[Natural-language object grounding data]
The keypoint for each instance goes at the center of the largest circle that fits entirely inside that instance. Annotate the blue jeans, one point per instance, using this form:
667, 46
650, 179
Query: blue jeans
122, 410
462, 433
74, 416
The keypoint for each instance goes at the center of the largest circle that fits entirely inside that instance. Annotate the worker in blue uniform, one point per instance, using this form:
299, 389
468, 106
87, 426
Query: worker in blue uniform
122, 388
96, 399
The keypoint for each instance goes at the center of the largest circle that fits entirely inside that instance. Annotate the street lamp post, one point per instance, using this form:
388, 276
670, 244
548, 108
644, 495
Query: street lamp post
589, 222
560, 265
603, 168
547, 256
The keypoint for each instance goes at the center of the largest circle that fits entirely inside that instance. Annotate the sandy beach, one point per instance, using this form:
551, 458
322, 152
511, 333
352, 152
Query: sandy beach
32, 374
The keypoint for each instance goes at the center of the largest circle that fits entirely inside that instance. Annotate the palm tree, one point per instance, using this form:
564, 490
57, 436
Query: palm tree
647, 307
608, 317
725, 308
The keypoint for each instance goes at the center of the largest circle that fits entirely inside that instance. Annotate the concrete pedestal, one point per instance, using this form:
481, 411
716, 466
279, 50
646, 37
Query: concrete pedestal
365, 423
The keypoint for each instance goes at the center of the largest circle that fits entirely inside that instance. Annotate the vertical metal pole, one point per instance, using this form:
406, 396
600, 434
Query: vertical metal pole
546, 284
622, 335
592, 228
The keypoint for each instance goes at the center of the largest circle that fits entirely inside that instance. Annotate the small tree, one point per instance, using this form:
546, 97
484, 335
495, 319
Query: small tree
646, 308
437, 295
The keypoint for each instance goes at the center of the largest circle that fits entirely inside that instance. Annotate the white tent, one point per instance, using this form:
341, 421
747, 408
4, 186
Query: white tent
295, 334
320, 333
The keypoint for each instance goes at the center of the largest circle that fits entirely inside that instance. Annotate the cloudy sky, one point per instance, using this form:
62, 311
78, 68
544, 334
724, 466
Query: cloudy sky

WHAT IS REQUIRED: What are the lines from the one with "Query: white tent" through the last line of the records above? Quote them exactly and add nothing.

OUTPUT:
Query: white tent
295, 334
320, 333
The keypoint for each instance goes at the center of the largest circle that fits entirely inside that instance. Annotate the cloudy sky, one point per instance, using this form:
62, 311
78, 68
544, 334
724, 466
Query: cloudy sky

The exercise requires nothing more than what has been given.